INSTRUCTIONS TO FOLLOW
A full, word-for-word copy of the listing below is needed; leave the images out of it.

(DATASET CONTENT)

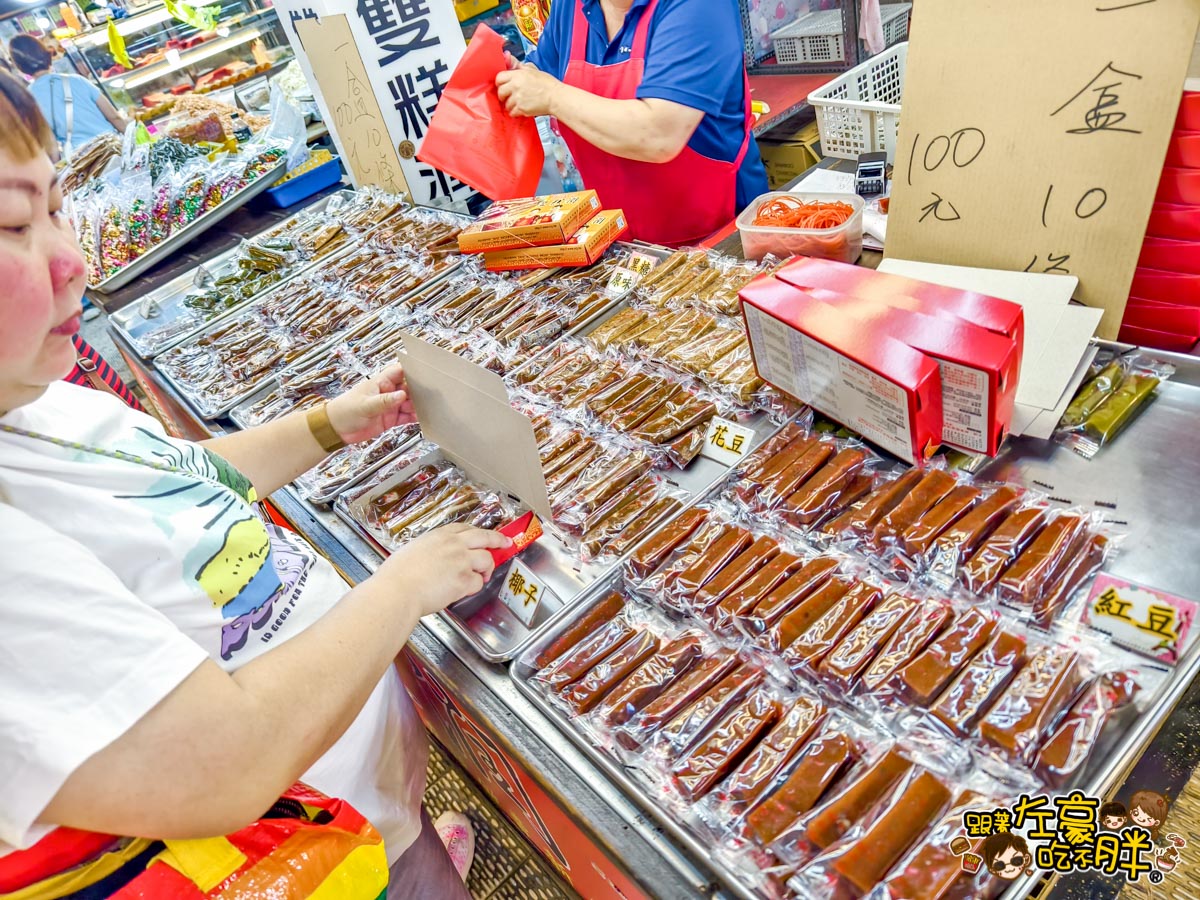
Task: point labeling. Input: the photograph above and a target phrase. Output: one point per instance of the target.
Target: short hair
(29, 54)
(24, 133)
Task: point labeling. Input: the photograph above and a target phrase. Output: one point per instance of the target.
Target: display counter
(606, 840)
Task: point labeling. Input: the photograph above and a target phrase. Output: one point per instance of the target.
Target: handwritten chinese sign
(407, 51)
(1033, 136)
(1147, 621)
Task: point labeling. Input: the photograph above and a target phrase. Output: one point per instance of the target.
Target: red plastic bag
(473, 138)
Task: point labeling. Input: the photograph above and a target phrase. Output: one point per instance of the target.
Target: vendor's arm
(273, 455)
(141, 735)
(648, 130)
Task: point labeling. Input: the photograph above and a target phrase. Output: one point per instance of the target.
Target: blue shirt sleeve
(694, 54)
(555, 46)
(83, 89)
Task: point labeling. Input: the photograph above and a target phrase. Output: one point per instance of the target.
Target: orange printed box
(585, 247)
(532, 222)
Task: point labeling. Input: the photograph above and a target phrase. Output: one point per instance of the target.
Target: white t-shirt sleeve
(82, 659)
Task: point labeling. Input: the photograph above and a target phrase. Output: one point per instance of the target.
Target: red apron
(673, 203)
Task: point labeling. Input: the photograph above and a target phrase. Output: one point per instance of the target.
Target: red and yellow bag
(307, 847)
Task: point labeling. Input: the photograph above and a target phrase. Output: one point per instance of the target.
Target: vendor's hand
(370, 408)
(527, 91)
(442, 567)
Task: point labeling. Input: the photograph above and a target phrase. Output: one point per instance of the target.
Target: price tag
(726, 442)
(522, 592)
(1144, 619)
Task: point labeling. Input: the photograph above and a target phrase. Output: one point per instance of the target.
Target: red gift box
(847, 367)
(979, 369)
(1001, 317)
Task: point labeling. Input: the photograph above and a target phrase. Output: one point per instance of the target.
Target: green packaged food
(1115, 413)
(1093, 395)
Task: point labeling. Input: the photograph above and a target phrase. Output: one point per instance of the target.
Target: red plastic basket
(1170, 255)
(1171, 220)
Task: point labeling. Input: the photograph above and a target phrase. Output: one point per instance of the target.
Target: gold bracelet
(323, 430)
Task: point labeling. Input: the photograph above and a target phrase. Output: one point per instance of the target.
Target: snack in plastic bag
(1041, 691)
(973, 691)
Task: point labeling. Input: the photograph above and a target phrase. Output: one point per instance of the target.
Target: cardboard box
(532, 222)
(846, 367)
(1002, 317)
(979, 369)
(585, 247)
(787, 157)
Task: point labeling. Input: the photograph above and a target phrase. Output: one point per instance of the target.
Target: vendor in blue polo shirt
(654, 103)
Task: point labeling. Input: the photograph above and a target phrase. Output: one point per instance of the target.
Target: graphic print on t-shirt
(234, 563)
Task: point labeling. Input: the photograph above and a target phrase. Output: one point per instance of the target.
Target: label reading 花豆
(726, 442)
(831, 383)
(966, 414)
(522, 592)
(1144, 619)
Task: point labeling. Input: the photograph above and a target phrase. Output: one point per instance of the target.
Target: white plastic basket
(858, 112)
(816, 37)
(895, 22)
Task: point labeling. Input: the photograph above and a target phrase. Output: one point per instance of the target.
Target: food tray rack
(154, 256)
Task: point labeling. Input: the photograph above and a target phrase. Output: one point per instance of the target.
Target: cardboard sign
(349, 105)
(726, 442)
(1141, 618)
(465, 409)
(1033, 136)
(389, 71)
(522, 592)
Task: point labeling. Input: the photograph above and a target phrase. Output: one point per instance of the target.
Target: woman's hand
(442, 567)
(370, 408)
(527, 91)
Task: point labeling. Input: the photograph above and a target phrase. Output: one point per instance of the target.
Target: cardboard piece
(846, 367)
(357, 119)
(1047, 420)
(465, 409)
(1051, 168)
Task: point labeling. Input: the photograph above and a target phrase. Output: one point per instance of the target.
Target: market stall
(612, 822)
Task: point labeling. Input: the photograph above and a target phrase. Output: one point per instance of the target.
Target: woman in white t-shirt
(168, 663)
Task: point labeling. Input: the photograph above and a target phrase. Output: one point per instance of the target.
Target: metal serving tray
(161, 251)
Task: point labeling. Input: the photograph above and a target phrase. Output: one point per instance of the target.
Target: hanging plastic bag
(472, 136)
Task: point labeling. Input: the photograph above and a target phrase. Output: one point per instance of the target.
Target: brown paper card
(465, 409)
(361, 131)
(1033, 135)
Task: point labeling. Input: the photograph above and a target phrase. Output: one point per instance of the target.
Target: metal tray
(161, 251)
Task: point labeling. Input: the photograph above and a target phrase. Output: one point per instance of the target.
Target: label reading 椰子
(833, 384)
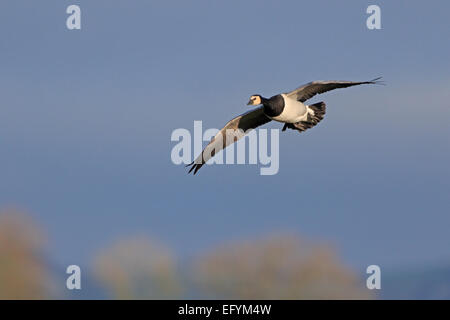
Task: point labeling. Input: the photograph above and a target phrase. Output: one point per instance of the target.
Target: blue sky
(86, 118)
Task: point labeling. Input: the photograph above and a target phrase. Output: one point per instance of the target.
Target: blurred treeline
(273, 267)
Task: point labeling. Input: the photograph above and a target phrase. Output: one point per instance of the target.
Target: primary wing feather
(239, 126)
(309, 90)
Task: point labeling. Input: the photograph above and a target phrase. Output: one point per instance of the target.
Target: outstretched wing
(309, 90)
(238, 127)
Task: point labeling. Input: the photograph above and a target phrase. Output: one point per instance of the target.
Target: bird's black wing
(234, 130)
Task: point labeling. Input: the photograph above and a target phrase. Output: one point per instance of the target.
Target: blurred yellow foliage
(138, 268)
(277, 267)
(23, 271)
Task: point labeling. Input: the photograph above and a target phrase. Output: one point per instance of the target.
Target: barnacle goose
(288, 108)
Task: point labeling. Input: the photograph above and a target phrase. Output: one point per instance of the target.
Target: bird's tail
(316, 112)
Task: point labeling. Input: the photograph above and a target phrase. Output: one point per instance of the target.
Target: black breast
(274, 106)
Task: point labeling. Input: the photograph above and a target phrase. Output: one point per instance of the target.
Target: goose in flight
(288, 108)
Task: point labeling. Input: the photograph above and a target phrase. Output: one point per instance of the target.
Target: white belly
(294, 111)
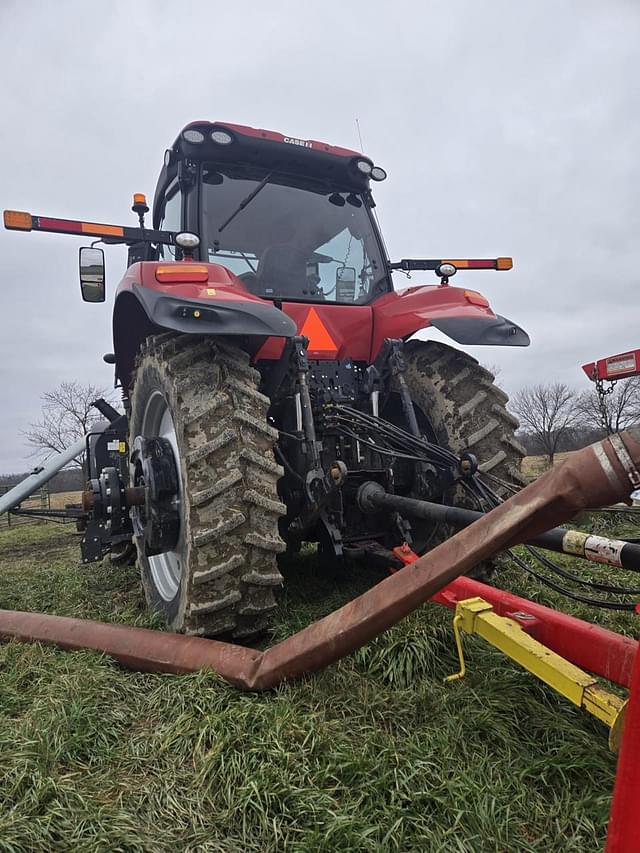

(End DATASET CONTENT)

FINAL ANSWER
Task: point labeling. Input: the photograph above and a target phrase. Output: one point per instance of the target.
Target: short hair
(29, 54)
(24, 133)
Task: point labeling. Input: the photograph above and a target phrase. Output: one point per instance of the target.
Target: display counter
(606, 840)
Task: point labeling. Input: the photograph above and a target phrase. Output: one point per instance of the target.
Target: handwritten chinese sign
(407, 51)
(1033, 136)
(1147, 621)
Task: point labeling. Input: the photograph above and a target phrase. Output: one point per instance of the target.
Target: red plastic bag
(473, 138)
Task: point labeling. Input: the photograph above and a target phrase. Output: one point per instance of the target.
Target: vendor's arm
(273, 455)
(141, 735)
(648, 130)
Task: point labeling. Input: the photograph above and a target phrase. Output: one point per instance of the target.
Target: blue shirt sleeve
(694, 54)
(555, 46)
(83, 89)
Task: point labeling. Input: the photograph above and a target phrase. Output: one point per instance of the target.
Target: orange printed box
(585, 247)
(532, 222)
Task: point labeling. Input: the photograph above and a target phrase. Output: one point per instance of the target.
Target: white t-shirt sleeve
(82, 659)
Task: point labeling. Input: the photograph above and a target phrase. Output: one point per instance of the target.
Target: red apron
(673, 203)
Task: point labeling. Input: the photograph above and a target phrase. Output: one point per instance of the target.
Target: red and yellow bag
(307, 847)
Task: point labeling. Input: the photograph above and a target phrase. Output: one point per instance of the target.
Target: vendor's hand
(370, 408)
(527, 91)
(442, 567)
Task: point labeling. Input: the photograph above and a target phrase. Output: one point per instance of the target.
Target: price tag
(726, 442)
(522, 592)
(1144, 619)
Task: point labeling. Input: the photograph above and a target phrase. Output: one point per instance of the target.
Target: red gift box
(847, 367)
(979, 369)
(1001, 317)
Task: point labeling. Input: the photograph above and a target phrase. Output: one point per instance of the target.
Target: green packaged food
(1115, 413)
(1093, 395)
Task: point labeling. Input: the photograph above and a target phrase. Output: one point per instance of the target.
Target: red plastic basket
(1170, 255)
(1171, 220)
Task: point labeling. Input: the photograph above and a target phrase. Output: one point per instance of the target.
Target: gold bracelet
(323, 430)
Task: point labeling. Input: the photograph above and a target phrase. Output: one point per instance of the target.
Target: snack in plastic bag
(1041, 691)
(973, 691)
Task: point labeling. Input: the photograph above and a target phrase. Output: one point per instance of the target.
Target: cardboard box
(532, 222)
(846, 367)
(1002, 317)
(979, 369)
(585, 247)
(787, 157)
Task: point labeling. Input: the photograph above and a target phrase. Output: one point per instance of the target.
Target: vendor in blue polo shirt
(654, 103)
Task: point labeling. Input: the photograph above and a target phrase. Output: one point per instance of the target.
Target: graphic print on t-shirt
(234, 563)
Task: point labeling. Input: the photograph above and a target phrase. Output: one point per instance of the target.
Target: label reading 花豆
(726, 442)
(831, 383)
(966, 414)
(522, 592)
(1144, 619)
Task: point labeling. Input: the photograph above and a target phrase. Output: one point per instance of the target.
Target: white plastic basket
(858, 112)
(816, 37)
(895, 22)
Task: point labeling. Input: the photograph above and a target phrase. Output: one point per instance of the target.
Target: food tray rack
(154, 256)
Task: point labeling. Input: the photograph above and a target phrase. Output: one point per instance of the target.
Target: cardboard sign
(349, 105)
(726, 442)
(1141, 618)
(465, 409)
(1033, 136)
(389, 71)
(522, 592)
Task: point labeling. Input: the photograph above and a target phrase. Output: one point per instance of the target.
Target: woman's hand
(442, 567)
(370, 408)
(527, 91)
Task: point labeling. Input: the photograph above and a target phrase. Output: one point per instance of the target.
Target: cardboard piece
(846, 367)
(357, 119)
(1047, 420)
(465, 409)
(1051, 168)
Task: point labeling. Input: the photograph above and a target phrase. Output: one point per instance of the target.
Target: market stall
(612, 822)
Task: point labeling. Input: the photograph above and a target phrase. Output: one point per instance of the target.
Target: woman in white t-shirt
(168, 663)
Task: point labeling. Input: the photograph above and a target phrase. Output: one point per instance of the target.
Target: metal serving tray
(161, 251)
Task: point labeling. Input: the photograph above and a target phrase. Output: one point per instance of the target.
Target: hanging plastic bag
(472, 136)
Task: point labeling. Input: the photograph above and a target phrase. Output: one point per instance of the target.
Target: brown paper card
(465, 409)
(361, 131)
(1033, 135)
Task: point labeling. Input: the photograph above and a target phrase. Output: one point per instance of the target.
Target: metal tray
(161, 251)
Task: point labeling. Input: the photograph above and a target phrase. Output: one point per instance of the target.
Target: label reading 椰子
(833, 384)
Task: point labeling. Input: the photograph above and a target phrase. Output: one point per instance of the target.
Target: blue sky
(86, 118)
Task: point labeling. Input: the photograph above and a target phrase. Output: one point per instance of the target.
Target: blurred treeline
(273, 267)
Task: point labeling. Input: the photograph above and a target phrase. Output: one point per instance of the target.
Target: primary wing feather
(239, 126)
(309, 90)
Task: point labeling. Input: the photograph above and a target phrase. Output: one point per instance of the target.
Target: outstretched wing
(309, 90)
(238, 127)
Task: point labeling. Input: the photograph above and a target phrase. Output: one point per instance of the target.
Target: bird's black wing
(234, 130)
Task: point labeling. Input: the photograph above and a target phrase. Output: one point per instance of the target.
Target: blurred yellow foliage
(138, 268)
(277, 267)
(23, 271)
Task: point labeling. Input: the photograph above and a target phrase. Output: one point per instance of the target.
Target: barnacle goose
(288, 108)
Task: point labeling. Input: the photograph above and a target phrase. Output: one point per instance of the target.
Target: bird's tail
(316, 112)
Task: point labeling. Input: the photograph above and a target phrase. Output: one point per instance of the target.
Target: black breast
(274, 106)
Task: point labeling. Input: the photograph above and a target phrase. Output: one point per instance of the target.
Target: goose in flight
(288, 108)
Task: point labeling. Input: the photograph above and a target phrase. Output: one point per instance of the target.
Target: white belly
(294, 111)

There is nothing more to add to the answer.